[Task description]
In the entries below, how many lines contain the word "damaged"? State the number and nothing more.

[Supplied data]

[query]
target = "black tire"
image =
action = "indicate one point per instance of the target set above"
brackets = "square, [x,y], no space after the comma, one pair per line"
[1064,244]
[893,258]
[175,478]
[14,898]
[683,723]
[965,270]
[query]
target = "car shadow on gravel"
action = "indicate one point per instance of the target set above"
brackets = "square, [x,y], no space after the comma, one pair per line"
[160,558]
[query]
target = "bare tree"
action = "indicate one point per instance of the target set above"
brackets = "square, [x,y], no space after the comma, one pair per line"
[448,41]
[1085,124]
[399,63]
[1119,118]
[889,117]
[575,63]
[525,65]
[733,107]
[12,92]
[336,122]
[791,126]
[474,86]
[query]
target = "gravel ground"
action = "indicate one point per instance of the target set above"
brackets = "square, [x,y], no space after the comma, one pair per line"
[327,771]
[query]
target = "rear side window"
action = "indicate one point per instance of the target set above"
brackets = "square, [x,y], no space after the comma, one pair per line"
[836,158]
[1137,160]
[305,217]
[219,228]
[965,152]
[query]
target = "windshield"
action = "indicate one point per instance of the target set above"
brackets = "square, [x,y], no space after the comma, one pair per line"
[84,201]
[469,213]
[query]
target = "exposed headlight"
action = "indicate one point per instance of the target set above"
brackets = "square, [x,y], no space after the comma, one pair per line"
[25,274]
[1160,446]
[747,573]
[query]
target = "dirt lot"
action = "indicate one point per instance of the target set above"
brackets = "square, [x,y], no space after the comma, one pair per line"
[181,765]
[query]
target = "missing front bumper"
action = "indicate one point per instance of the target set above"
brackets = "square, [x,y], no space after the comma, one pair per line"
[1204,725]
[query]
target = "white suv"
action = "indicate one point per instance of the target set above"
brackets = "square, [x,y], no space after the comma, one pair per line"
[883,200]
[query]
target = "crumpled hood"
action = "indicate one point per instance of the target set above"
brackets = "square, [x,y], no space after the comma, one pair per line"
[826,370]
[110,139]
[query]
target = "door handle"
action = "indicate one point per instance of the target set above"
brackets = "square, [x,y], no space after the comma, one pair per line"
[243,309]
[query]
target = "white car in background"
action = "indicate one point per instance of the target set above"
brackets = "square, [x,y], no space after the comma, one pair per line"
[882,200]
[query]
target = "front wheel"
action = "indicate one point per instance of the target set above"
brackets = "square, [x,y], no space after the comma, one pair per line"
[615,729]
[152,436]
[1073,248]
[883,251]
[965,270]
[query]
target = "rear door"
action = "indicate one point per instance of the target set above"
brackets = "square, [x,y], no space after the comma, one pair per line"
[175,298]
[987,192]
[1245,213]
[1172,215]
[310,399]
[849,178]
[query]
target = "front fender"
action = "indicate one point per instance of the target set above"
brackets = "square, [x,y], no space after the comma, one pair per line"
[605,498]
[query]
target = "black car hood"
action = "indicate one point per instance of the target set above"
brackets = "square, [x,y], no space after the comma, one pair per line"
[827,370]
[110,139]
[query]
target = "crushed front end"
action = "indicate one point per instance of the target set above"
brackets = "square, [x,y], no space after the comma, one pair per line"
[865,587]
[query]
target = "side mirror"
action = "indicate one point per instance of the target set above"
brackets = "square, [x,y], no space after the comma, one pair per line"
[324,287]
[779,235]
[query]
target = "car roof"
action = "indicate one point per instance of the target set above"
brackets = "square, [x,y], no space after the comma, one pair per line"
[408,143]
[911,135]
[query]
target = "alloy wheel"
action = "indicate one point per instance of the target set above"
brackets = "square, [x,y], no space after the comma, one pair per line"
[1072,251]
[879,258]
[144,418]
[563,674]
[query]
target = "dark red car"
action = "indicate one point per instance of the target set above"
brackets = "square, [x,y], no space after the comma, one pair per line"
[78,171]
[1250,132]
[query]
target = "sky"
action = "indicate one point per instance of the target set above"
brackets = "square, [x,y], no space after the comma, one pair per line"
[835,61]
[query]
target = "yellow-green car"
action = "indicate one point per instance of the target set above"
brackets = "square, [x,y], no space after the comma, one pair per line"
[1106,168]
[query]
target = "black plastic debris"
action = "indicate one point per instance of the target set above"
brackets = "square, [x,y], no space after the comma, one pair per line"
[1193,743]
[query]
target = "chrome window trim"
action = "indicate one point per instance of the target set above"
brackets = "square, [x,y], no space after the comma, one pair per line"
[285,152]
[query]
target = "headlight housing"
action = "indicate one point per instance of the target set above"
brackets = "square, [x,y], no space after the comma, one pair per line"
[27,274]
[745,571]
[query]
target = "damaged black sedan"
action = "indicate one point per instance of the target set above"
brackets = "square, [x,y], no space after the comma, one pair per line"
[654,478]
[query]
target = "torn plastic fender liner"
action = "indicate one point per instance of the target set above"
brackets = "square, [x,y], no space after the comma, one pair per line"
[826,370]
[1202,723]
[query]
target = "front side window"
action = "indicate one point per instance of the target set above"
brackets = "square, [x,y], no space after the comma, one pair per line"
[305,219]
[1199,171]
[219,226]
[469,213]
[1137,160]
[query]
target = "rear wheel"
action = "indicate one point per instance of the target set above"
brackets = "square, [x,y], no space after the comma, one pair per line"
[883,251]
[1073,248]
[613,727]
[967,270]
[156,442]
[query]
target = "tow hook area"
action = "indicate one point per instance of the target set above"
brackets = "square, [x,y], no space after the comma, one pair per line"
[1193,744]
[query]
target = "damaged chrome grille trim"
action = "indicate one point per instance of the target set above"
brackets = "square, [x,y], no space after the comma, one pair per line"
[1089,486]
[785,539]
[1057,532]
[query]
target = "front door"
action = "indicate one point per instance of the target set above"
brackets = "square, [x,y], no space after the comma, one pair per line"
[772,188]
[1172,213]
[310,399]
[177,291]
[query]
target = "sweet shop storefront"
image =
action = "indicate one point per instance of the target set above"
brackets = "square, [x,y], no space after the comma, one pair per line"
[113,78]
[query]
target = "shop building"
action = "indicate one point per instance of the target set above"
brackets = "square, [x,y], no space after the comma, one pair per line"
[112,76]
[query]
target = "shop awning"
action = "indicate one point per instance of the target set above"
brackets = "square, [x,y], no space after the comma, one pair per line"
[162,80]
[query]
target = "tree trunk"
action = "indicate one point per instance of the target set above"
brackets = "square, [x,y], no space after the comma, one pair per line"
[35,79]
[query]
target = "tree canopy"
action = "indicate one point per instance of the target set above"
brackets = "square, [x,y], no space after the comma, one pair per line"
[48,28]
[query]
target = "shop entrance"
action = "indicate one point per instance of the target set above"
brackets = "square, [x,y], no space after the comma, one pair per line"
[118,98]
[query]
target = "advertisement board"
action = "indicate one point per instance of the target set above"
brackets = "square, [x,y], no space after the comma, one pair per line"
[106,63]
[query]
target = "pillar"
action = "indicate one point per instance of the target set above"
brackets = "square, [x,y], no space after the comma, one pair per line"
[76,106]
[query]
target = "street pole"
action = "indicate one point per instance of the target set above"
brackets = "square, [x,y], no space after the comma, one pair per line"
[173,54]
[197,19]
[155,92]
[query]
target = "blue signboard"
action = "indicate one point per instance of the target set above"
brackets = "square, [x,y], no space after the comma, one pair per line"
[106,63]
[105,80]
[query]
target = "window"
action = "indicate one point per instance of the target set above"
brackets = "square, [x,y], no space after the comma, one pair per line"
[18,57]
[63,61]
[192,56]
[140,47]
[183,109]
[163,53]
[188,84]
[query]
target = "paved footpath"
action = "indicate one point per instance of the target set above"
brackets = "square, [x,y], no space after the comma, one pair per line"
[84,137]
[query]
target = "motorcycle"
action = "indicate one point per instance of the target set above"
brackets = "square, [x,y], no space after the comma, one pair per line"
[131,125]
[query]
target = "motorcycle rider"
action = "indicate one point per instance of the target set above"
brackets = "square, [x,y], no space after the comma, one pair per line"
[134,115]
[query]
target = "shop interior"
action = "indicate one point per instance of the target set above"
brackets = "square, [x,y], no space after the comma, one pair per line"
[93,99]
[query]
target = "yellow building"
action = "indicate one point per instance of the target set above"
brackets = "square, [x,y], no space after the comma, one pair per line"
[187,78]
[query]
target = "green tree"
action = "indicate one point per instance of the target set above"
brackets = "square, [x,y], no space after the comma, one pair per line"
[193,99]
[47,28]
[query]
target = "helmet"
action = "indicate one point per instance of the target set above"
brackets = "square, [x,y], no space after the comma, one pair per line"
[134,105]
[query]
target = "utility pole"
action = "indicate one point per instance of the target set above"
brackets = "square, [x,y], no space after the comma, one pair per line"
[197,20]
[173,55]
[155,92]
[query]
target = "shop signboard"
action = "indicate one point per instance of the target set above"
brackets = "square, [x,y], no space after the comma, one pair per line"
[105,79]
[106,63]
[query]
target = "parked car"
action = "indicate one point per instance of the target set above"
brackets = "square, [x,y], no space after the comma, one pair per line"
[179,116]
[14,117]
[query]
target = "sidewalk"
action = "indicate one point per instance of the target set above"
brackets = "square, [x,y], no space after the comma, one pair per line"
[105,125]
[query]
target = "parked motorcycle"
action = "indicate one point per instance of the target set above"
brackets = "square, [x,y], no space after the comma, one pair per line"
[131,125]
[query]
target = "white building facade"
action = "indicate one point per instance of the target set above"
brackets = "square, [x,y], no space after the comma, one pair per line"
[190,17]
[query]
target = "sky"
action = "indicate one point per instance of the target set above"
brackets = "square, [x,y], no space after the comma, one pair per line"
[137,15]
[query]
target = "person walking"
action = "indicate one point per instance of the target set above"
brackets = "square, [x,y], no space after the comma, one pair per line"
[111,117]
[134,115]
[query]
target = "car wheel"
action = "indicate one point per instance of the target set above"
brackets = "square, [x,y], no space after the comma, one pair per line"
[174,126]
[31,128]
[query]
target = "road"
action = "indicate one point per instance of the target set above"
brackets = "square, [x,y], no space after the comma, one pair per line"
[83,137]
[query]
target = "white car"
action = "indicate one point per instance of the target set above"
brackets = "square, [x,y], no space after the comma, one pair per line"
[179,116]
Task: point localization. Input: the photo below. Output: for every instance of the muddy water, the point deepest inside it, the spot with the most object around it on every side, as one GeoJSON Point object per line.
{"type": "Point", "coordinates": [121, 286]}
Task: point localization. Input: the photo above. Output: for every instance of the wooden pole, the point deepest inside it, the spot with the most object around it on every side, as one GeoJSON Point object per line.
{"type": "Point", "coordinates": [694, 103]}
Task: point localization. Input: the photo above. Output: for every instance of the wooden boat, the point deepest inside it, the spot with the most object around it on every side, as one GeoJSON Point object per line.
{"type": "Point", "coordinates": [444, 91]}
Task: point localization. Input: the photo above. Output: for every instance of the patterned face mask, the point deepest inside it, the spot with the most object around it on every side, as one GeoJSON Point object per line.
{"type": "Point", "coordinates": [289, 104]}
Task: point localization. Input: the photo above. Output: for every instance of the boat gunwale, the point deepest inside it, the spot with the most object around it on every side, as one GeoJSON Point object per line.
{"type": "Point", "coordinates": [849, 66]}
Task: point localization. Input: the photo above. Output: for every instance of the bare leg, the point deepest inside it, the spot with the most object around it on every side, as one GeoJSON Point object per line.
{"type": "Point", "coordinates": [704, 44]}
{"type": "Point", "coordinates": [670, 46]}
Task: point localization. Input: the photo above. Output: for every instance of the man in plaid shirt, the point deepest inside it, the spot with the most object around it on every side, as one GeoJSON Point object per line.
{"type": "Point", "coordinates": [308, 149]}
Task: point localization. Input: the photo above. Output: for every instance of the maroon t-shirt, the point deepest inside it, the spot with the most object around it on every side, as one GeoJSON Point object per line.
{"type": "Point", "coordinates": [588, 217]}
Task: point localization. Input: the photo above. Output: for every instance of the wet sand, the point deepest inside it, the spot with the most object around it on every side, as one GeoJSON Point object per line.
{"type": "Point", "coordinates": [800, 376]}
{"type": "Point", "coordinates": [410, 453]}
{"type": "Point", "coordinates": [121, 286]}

[Finished exercise]
2